**WHAT IS EXPECTED**
Locate every line in the data below that contains the word "white" and copy those lines. Matching is case-sensitive.

**AVAILABLE DATA**
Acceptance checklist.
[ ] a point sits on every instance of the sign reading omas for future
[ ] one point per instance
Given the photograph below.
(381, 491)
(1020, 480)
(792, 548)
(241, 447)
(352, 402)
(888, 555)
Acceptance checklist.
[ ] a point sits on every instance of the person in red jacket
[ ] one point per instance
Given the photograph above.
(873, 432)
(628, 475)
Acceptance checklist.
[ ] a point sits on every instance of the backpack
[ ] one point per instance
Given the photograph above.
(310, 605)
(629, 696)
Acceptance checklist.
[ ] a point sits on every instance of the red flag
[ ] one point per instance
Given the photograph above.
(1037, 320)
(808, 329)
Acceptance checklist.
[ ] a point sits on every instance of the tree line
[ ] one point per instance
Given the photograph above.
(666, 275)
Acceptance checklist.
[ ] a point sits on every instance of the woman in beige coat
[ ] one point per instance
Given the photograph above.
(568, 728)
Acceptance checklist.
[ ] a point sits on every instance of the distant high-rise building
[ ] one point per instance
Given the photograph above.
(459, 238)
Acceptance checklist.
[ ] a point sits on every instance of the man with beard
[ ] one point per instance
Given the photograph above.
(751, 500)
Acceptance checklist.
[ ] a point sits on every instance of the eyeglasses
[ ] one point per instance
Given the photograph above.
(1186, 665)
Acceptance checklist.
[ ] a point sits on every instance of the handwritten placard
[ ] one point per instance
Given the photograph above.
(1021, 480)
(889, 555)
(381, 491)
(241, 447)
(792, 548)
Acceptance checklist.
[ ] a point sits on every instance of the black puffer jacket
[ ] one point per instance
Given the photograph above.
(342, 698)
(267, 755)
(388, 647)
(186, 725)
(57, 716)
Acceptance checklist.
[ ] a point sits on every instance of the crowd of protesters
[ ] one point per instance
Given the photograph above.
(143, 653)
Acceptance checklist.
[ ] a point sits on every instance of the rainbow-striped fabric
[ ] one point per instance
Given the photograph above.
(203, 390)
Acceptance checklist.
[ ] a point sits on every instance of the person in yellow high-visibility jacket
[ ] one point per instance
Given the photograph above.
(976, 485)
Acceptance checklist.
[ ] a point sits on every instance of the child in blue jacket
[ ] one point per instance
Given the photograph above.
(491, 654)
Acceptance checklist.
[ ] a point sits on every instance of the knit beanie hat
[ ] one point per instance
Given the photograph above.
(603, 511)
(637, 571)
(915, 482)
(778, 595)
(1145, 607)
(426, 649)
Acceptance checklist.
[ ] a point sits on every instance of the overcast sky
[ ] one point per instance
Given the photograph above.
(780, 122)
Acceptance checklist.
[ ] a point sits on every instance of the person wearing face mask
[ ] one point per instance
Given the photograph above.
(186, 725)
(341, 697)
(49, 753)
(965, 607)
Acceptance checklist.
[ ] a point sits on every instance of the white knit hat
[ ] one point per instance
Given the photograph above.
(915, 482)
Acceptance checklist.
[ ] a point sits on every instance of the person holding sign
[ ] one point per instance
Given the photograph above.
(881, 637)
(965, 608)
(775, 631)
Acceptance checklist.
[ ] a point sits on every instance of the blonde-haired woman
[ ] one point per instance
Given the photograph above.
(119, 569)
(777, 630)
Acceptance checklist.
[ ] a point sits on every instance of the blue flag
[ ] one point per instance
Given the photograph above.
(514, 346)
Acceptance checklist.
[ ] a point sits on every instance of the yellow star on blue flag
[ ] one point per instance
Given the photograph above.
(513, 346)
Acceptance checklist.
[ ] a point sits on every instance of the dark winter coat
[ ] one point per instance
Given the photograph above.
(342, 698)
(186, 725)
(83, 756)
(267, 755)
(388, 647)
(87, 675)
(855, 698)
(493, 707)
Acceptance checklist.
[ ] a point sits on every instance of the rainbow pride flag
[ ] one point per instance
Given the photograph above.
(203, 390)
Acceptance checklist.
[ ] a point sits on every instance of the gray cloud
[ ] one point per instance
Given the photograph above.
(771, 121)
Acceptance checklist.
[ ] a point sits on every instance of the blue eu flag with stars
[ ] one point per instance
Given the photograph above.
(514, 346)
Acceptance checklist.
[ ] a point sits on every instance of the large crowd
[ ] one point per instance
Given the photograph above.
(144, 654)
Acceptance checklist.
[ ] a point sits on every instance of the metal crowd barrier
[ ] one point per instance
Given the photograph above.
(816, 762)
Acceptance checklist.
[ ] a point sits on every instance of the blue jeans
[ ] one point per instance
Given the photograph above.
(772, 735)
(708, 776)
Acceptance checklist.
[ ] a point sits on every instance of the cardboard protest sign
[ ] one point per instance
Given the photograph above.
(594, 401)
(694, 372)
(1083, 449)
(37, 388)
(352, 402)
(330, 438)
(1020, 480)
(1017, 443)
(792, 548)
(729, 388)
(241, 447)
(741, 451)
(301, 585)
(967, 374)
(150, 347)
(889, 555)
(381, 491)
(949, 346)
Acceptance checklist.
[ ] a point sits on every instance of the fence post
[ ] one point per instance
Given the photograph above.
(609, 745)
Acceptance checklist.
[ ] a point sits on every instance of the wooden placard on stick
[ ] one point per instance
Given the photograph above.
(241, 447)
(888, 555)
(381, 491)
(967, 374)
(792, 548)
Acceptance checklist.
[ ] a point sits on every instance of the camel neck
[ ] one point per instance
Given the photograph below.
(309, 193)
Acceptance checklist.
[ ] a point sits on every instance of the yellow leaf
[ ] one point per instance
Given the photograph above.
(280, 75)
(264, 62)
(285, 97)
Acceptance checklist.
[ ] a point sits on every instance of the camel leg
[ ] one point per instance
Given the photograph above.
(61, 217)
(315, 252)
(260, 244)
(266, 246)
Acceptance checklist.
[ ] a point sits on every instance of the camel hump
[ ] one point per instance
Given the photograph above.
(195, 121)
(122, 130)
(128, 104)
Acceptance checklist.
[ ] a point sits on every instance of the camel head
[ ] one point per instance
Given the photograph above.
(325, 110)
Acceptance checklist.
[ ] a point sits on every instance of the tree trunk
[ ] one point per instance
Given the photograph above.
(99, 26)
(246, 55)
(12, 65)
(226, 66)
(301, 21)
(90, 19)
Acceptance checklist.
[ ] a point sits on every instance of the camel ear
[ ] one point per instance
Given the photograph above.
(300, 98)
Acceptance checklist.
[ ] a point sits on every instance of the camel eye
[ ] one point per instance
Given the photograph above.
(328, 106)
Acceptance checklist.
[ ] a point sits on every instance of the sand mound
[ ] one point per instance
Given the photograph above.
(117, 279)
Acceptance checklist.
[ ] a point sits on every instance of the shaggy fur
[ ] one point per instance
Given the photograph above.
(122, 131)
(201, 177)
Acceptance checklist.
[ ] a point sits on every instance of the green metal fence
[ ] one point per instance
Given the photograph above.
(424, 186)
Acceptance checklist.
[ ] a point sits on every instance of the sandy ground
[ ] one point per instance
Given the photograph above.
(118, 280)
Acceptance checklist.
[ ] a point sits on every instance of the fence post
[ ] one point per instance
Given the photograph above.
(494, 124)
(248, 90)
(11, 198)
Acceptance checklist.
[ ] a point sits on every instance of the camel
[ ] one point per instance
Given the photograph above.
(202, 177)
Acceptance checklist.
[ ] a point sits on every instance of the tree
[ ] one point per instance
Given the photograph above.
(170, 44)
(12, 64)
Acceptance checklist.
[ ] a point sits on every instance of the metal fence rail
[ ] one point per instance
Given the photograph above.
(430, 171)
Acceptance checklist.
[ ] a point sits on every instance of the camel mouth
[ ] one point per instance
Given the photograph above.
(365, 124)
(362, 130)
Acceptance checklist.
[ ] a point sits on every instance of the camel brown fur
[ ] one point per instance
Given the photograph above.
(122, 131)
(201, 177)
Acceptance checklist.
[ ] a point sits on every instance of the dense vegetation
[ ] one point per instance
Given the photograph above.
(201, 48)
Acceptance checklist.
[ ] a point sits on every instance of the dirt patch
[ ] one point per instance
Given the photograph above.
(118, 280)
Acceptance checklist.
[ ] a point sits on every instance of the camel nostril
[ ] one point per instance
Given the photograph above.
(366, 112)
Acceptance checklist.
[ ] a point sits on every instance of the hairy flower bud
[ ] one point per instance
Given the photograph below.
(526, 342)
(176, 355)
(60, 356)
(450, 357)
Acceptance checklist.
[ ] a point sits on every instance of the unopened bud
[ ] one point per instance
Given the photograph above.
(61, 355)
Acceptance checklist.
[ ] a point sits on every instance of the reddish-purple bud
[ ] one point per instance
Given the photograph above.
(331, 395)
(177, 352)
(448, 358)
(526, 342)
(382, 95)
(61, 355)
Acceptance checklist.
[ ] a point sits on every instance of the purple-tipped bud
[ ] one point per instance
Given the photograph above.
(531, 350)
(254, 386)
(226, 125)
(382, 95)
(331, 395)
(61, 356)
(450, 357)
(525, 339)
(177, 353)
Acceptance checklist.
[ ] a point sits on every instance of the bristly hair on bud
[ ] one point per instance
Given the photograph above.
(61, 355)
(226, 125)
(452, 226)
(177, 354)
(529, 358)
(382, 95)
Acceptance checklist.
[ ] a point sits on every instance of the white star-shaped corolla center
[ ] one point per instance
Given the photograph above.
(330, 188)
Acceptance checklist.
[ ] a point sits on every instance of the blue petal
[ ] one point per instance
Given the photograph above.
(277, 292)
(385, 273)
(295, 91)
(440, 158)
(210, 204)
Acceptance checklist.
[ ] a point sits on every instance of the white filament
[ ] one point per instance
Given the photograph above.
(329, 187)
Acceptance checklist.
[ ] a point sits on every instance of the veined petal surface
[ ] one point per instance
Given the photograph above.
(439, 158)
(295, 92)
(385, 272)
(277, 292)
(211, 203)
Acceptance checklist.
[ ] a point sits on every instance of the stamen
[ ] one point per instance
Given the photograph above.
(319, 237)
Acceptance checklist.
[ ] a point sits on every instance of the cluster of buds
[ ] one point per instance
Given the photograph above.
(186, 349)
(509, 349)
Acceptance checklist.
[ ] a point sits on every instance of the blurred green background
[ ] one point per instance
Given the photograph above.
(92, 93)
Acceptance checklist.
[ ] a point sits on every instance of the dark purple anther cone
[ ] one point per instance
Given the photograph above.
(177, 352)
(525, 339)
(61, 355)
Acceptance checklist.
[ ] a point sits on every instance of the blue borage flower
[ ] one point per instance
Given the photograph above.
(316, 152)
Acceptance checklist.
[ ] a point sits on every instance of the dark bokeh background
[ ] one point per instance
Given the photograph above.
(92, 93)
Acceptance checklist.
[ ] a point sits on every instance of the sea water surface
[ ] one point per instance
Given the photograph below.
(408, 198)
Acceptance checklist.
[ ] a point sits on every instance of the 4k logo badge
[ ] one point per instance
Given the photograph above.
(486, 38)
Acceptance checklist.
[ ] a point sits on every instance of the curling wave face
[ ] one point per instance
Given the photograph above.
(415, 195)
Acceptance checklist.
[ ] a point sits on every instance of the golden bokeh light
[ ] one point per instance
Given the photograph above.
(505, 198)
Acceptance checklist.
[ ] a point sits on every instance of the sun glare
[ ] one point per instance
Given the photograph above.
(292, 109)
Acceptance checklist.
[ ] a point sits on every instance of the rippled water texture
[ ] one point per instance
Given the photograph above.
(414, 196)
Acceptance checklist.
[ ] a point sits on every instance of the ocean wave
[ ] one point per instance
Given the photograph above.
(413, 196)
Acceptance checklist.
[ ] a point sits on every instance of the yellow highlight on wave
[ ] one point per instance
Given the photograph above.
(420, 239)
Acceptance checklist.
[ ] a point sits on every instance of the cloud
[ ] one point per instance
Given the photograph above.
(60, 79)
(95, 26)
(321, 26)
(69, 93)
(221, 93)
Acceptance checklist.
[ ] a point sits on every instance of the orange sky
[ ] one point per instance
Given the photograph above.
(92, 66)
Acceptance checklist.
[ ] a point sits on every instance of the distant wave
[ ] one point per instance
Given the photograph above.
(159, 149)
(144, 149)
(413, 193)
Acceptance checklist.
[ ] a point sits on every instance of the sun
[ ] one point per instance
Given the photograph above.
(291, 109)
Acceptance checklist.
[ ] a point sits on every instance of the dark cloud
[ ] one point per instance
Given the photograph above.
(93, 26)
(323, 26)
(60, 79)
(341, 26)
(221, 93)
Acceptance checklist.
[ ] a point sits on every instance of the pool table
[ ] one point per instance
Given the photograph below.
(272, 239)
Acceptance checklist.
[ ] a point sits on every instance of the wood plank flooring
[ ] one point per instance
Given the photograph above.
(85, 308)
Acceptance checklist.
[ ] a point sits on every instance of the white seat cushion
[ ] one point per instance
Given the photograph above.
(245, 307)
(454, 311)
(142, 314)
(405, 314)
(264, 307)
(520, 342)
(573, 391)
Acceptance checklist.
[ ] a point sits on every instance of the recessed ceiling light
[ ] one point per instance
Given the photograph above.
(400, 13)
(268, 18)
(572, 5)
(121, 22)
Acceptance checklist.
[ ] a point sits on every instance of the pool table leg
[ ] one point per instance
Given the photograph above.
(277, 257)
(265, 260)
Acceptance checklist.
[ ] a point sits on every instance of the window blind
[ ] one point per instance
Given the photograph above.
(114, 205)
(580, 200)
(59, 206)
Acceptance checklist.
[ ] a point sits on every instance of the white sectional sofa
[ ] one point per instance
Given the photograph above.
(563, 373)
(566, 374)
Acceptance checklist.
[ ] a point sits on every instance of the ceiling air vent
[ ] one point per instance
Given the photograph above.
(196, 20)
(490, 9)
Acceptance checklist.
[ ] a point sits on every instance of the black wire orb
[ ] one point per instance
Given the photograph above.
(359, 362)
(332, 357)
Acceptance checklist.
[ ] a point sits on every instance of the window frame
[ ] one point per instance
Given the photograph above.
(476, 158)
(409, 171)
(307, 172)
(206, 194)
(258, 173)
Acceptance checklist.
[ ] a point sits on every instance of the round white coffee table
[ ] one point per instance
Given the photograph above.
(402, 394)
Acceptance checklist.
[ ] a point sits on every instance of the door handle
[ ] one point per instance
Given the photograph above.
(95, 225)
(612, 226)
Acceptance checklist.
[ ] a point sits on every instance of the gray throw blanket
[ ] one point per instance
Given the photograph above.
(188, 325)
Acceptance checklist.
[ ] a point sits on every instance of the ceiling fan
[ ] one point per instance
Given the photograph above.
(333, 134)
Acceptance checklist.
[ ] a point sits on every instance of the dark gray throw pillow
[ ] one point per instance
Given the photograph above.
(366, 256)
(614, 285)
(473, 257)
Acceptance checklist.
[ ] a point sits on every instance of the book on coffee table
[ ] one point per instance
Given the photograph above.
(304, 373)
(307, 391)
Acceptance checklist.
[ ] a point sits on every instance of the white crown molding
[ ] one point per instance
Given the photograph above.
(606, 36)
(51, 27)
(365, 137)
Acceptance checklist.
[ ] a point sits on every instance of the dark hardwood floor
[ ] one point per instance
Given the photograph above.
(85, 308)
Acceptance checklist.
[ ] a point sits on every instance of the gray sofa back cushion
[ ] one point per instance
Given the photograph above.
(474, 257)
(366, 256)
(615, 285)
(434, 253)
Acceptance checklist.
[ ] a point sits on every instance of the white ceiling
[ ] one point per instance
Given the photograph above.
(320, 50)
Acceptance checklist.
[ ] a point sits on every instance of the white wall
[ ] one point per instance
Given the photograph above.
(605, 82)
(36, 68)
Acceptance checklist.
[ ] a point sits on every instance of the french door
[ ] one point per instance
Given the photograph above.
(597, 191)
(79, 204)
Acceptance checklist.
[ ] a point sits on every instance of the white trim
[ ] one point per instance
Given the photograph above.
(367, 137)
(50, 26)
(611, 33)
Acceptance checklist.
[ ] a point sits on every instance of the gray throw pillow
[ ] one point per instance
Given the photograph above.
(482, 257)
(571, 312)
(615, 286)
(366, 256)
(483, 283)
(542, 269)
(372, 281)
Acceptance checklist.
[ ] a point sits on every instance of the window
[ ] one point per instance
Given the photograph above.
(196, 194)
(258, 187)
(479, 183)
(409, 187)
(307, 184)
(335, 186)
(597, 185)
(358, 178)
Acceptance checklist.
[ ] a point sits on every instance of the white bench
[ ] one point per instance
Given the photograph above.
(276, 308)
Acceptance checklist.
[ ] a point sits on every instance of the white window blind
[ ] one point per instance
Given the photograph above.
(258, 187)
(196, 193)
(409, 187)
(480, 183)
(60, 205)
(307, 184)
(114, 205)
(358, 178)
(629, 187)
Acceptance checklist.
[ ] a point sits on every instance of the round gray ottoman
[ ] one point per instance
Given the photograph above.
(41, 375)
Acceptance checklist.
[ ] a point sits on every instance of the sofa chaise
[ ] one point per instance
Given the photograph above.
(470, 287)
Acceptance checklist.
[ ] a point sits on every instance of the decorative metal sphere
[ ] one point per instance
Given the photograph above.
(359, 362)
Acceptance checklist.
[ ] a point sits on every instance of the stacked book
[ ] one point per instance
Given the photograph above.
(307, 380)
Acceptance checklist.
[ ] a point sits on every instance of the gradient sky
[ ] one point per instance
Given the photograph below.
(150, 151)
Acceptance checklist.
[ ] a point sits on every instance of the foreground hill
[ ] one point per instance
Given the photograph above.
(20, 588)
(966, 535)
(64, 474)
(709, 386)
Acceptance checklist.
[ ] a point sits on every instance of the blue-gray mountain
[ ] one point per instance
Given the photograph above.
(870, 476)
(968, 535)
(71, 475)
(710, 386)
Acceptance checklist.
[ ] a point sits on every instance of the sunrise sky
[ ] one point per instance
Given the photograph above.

**ANSWER TO THE EXERCISE**
[ ] a point sits on every instance of the white knit hat
[ ] a point sits on every instance of the white star-shaped corolla center
[ ] a point sits on every instance of the white filament
[ ] a point sits on every instance of the white seat cushion
[ ] a point sits on every instance of the white sectional sofa
[ ] a point sits on every instance of the round white coffee table
[ ] a point sits on every instance of the white crown molding
[ ] a point sits on every instance of the white ceiling
[ ] a point sits on every instance of the white wall
[ ] a point sits on every instance of the white trim
[ ] a point sits on every instance of the white bench
[ ] a point sits on every instance of the white window blind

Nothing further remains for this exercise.